Labeling and segmentation records:
● ● ● ●
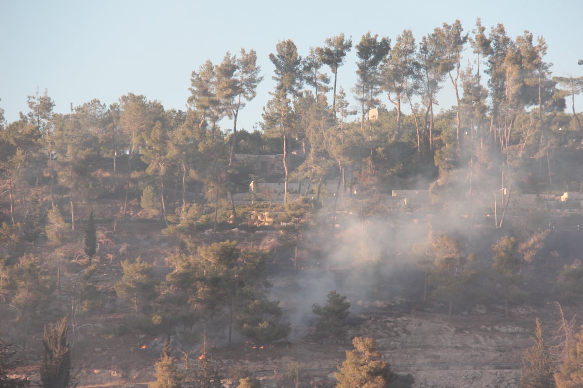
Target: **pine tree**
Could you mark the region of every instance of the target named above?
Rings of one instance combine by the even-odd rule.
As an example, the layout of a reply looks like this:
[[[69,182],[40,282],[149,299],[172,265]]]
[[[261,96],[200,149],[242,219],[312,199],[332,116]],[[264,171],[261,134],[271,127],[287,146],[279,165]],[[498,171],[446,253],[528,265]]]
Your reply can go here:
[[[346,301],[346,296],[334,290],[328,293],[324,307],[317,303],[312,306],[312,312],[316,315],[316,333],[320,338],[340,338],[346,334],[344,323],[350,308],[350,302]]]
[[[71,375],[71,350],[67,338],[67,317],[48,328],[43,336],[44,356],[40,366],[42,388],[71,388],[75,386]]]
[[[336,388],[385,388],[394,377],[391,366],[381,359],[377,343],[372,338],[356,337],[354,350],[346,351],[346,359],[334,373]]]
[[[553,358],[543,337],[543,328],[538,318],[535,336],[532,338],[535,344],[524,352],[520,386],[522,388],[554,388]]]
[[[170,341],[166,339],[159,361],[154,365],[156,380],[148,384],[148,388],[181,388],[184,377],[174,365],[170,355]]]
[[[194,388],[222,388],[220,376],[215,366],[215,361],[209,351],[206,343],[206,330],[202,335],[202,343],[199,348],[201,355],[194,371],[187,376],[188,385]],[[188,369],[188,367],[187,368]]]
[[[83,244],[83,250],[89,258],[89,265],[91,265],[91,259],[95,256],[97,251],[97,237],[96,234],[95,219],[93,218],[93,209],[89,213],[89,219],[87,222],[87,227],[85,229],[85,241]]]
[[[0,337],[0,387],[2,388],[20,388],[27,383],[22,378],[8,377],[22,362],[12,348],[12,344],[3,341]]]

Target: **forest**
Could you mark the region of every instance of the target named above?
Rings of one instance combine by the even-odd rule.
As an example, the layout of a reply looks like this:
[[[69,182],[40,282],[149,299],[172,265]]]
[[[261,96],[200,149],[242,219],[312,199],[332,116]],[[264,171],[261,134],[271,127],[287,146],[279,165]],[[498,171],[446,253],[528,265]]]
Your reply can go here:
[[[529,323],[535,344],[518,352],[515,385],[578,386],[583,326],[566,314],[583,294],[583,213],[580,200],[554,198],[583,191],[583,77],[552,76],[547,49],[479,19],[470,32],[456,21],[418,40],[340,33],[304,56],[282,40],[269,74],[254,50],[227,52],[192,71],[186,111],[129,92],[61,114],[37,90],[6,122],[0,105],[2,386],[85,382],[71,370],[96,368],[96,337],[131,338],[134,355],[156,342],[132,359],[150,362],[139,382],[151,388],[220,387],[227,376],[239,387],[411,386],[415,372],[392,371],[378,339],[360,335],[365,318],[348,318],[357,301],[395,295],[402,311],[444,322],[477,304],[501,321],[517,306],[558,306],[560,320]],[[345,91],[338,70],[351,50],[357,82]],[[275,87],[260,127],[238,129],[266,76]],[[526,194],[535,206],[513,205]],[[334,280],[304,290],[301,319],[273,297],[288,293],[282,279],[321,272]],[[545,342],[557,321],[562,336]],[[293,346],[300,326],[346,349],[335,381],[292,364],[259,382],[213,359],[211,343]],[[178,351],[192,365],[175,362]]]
● ● ● ●
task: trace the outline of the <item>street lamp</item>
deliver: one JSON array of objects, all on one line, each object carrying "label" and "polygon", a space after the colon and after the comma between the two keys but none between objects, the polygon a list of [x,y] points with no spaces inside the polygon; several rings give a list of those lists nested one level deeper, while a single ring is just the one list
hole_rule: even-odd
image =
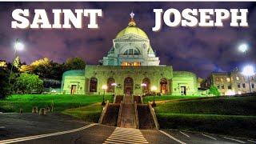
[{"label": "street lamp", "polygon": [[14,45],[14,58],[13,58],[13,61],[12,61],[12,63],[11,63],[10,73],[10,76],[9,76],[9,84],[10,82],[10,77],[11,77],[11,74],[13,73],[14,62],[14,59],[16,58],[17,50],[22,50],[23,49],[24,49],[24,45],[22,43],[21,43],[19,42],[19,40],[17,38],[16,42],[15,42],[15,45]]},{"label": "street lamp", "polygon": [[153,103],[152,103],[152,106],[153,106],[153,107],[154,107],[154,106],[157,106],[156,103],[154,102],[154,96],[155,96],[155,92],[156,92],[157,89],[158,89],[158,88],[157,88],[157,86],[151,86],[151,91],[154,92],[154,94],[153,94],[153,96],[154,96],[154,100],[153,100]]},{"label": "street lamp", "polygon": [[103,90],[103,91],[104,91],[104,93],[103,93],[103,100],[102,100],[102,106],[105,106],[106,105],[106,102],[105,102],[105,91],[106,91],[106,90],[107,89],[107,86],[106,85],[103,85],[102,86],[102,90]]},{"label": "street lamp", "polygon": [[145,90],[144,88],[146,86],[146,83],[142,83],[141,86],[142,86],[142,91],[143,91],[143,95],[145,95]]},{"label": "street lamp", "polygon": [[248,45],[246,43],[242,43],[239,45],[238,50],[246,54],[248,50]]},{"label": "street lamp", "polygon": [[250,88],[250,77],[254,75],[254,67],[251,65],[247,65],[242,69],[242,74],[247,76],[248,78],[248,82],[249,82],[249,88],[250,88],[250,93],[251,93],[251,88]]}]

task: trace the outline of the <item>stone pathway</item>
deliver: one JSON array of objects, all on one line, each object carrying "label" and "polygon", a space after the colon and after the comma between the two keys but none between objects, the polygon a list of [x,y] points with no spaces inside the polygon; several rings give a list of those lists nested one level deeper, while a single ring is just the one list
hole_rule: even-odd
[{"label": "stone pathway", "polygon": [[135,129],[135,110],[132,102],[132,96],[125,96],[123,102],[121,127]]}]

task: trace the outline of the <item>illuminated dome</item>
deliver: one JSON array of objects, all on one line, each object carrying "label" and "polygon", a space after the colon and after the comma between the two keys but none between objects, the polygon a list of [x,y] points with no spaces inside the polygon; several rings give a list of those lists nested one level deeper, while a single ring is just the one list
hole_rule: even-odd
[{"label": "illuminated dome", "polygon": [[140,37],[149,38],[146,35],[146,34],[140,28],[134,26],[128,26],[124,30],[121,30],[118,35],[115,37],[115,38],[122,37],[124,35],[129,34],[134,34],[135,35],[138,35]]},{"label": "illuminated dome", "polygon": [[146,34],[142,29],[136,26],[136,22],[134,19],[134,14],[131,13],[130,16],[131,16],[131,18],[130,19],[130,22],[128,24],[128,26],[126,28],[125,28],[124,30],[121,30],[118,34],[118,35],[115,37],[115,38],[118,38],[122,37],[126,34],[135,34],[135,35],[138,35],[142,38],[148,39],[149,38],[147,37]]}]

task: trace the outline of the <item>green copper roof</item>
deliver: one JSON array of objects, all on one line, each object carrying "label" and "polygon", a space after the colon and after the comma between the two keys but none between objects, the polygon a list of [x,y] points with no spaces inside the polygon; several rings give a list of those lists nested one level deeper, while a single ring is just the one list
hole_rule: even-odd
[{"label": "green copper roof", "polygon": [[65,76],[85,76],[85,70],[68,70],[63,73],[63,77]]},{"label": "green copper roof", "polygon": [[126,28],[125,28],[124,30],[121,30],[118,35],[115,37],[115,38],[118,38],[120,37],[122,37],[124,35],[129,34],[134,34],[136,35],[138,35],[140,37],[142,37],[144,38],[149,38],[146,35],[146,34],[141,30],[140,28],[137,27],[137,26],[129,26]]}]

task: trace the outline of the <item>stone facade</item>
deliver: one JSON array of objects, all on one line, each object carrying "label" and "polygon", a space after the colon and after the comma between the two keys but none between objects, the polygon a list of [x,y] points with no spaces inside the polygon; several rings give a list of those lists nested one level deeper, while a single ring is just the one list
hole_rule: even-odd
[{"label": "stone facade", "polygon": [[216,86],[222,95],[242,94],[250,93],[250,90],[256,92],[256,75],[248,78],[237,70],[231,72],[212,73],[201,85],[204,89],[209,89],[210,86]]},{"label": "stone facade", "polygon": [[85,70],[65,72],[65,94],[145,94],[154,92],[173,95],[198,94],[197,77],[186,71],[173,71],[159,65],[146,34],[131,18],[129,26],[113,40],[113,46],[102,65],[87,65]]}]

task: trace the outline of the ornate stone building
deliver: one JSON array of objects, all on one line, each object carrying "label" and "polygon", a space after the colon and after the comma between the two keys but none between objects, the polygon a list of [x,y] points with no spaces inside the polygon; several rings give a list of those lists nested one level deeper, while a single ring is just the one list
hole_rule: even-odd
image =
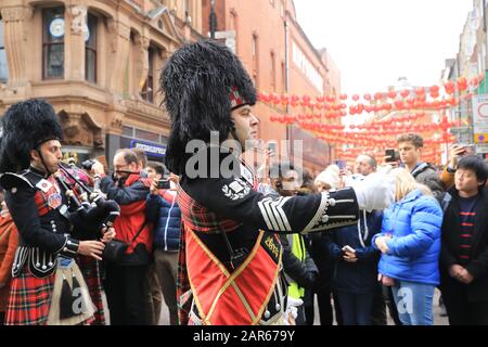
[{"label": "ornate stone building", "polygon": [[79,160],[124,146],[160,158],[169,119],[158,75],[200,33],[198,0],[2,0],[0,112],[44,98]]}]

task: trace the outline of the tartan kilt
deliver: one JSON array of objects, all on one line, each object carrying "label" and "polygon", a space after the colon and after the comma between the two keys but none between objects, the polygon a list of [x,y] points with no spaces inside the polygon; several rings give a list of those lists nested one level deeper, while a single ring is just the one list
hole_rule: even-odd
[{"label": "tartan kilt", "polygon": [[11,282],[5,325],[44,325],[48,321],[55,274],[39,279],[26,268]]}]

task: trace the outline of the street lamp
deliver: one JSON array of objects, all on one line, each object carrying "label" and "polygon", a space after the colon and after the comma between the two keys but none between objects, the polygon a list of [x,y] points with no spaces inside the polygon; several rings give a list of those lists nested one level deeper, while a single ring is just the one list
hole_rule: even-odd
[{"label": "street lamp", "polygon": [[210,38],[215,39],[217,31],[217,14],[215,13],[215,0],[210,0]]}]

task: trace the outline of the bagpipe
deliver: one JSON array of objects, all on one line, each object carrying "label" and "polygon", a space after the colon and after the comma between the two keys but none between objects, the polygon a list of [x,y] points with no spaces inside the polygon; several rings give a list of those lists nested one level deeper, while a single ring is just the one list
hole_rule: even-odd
● ● ● ●
* [Required work]:
Identify every line in the material above that contains the string "ornate", and copy each such line. Case counts.

* [Result for this exercise]:
task: trace the outline of the ornate stone building
[{"label": "ornate stone building", "polygon": [[79,160],[124,146],[160,158],[169,119],[158,75],[200,33],[198,0],[2,0],[0,112],[44,98]]}]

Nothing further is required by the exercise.